What to work on: Reproduce the records below, replacing each occurrence of "inventory system" with "asset register" and keeping every other word and character the same.

Given records:
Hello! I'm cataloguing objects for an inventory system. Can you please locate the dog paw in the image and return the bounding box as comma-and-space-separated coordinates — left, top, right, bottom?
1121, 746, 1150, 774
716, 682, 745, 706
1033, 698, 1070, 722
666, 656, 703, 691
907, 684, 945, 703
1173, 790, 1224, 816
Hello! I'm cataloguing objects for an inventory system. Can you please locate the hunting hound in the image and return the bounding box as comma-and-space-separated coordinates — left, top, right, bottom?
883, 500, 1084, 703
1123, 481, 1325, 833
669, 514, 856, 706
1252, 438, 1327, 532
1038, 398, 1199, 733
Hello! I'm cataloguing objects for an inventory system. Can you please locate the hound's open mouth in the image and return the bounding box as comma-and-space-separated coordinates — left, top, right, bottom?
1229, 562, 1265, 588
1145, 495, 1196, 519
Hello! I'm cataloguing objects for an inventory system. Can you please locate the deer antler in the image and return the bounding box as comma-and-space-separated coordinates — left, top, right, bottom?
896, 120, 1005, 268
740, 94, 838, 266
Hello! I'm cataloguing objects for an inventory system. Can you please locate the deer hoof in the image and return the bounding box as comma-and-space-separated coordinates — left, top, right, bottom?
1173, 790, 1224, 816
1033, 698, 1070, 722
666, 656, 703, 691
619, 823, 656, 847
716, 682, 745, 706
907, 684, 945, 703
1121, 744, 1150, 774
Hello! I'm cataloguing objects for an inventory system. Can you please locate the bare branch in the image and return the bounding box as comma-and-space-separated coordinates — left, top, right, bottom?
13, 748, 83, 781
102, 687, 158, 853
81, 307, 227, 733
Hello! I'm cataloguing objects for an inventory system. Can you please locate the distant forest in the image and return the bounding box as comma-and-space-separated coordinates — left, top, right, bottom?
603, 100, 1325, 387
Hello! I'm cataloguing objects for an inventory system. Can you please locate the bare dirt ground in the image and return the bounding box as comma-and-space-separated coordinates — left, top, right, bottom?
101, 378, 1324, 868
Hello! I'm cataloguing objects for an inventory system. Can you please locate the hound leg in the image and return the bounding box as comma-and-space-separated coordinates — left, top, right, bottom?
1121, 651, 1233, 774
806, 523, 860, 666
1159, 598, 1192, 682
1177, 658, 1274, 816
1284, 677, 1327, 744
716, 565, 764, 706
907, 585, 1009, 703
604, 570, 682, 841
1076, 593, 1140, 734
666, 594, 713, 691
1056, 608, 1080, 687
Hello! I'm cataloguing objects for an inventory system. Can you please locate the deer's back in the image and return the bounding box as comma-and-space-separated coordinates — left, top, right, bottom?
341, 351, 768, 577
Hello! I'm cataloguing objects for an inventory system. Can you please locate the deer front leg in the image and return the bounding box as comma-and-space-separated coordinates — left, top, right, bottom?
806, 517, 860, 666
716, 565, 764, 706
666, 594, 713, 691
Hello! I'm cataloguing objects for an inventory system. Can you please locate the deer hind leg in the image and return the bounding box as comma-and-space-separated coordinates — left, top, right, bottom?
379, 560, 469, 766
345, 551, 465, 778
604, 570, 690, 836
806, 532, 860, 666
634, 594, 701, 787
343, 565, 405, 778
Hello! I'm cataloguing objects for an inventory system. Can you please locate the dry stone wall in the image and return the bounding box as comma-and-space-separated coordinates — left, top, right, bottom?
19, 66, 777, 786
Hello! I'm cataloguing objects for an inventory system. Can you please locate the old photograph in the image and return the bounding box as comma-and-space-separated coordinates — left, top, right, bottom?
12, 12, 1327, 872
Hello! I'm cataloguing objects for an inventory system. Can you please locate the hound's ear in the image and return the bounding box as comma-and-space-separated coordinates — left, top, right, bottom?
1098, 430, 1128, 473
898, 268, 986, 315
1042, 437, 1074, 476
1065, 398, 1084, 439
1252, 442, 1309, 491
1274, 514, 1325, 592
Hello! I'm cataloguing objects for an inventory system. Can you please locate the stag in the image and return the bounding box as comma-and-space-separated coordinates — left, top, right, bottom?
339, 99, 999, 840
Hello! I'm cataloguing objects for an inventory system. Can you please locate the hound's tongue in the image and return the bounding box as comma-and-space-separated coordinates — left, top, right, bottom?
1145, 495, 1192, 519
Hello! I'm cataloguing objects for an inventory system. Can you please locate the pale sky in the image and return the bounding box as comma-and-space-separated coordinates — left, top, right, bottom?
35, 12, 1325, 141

Final result:
Hello! I'm cataloguing objects for an asset register. Can you please locate the dog paw in the image and return the bounding box as comma-and-space-separated coordinates — left, top, right, bottom?
1121, 746, 1150, 774
716, 682, 745, 706
1033, 698, 1070, 722
666, 656, 703, 691
907, 684, 945, 703
1173, 790, 1224, 816
Hello! I'm cataloguing objects for an asset register. Can you please locate the hunting hound in the image and return the bounding box as comma-and-space-separated coordinates — left, top, right, bottom?
883, 500, 1084, 703
1123, 481, 1325, 833
669, 514, 856, 706
1252, 438, 1327, 532
1038, 398, 1199, 733
Hello! I'm cataloguing objects for an asset register. Can you please locate the hound's open mouth in the image and return the bounding box as comma-and-space-separated coordinates — left, top, right, bottom?
1229, 562, 1265, 588
1145, 495, 1196, 519
Hello! I'm cataloguing objects for an asset register. Can you please locate the deer antler in the image and return the bounding box as comma-and-space-separated coordinates — left, top, right, bottom?
896, 120, 1005, 268
740, 94, 838, 266
Hello! I'm cataloguing objects for an asset register. Can you please locate the deer hoof in the image and return the bounding box as comma-and-space-separated coordinates — left, top, right, bottom?
1173, 790, 1224, 816
1033, 698, 1070, 722
666, 656, 703, 691
619, 823, 656, 847
716, 682, 745, 706
907, 684, 945, 703
1121, 744, 1150, 774
Hello! I'm cataloguing objects for an asset register. Can you please locate the bare branch in the image and return the bounding box as comma-and-space-separated coordinates — left, top, right, bottom?
13, 748, 83, 781
102, 687, 158, 853
81, 307, 227, 733
Hello! I'm cataloguing objects for an asset register. Can you please locate the distant forest in the image and return the bounding box as comma-and-space-separated coordinates — left, top, right, bottom?
603, 100, 1325, 387
Hello! I'm cataloguing objects for an asset register. Can you please locate the bare dirt ground in the image and return the bounding box as comma-and-space-separated coordinates — left, top, right, bottom?
101, 378, 1324, 868
Hello! I'm cataloguing objects for an asset register. Can you please locate the hound leg in the image and return the bounding box as comma-and-space-separated coordinates — left, top, right, bottom?
1121, 651, 1233, 774
806, 523, 860, 666
1159, 598, 1192, 682
1177, 658, 1274, 816
1284, 677, 1327, 744
716, 565, 764, 706
907, 585, 1009, 703
604, 570, 682, 841
1076, 593, 1140, 734
666, 594, 713, 691
1056, 608, 1080, 687
Hello! I'm cataloguing objects for an asset register. Can you please locate the deer's back in the image and return the bounding box as comma-and-space-separated coordinates — left, top, right, bottom?
341, 351, 768, 577
Hello! I'm cataloguing objects for an asset register. Can you please locate the deer front leg in the image and return the bounding box as comma-and-space-separated coordinates — left, top, right, bottom?
806, 517, 860, 666
716, 565, 764, 706
666, 594, 713, 691
Hello! I'm cataloguing objects for an asset register. Can you please locate the deer hind leg in the image and return the bounding box as comma-and-space-separated coordinates — left, top, right, bottom?
379, 560, 469, 766
345, 551, 465, 778
604, 570, 690, 836
806, 532, 860, 666
634, 594, 701, 787
343, 565, 405, 778
Hello! I'm cataloguing objects for an asset register. Can you please locate the dry stone wall in the image and return the bounding box as comma-and-space-separated coordinates — left, top, right, bottom?
19, 66, 777, 786
Hello! I'm cataloguing objects for an asset register. Can you please locate the old photograph in the image and return the bounding box as comma-and-space-separated coordinates — left, top, right, bottom?
12, 12, 1327, 872
Hello! I'm cataloguing objects for an asset register. Can you please locate the hound's ear in the image and return the bounding box as comma-and-space-separated coordinates — left, top, right, bottom?
1098, 430, 1128, 473
898, 268, 986, 315
1042, 437, 1074, 476
1065, 398, 1084, 439
1252, 442, 1309, 491
1274, 514, 1325, 592
Hello! I'm cataloguing objects for an asset register. Can you please locate the stag in the image and return the bounding box as comma-and-space-separated coordinates — left, top, right, bottom?
339, 99, 999, 840
Hello! I'm cataloguing objects for an asset register. Can you please locate the hound's tongue in the image and return the bounding box as comma-and-space-separated coordinates — left, top, right, bottom?
1145, 495, 1192, 519
Hello! I'm cataloguing objects for an asset register. Can you please locate the pale sky in the image and return the bounding box as comma-and-space-separated coordinates — left, top, right, bottom?
35, 12, 1325, 141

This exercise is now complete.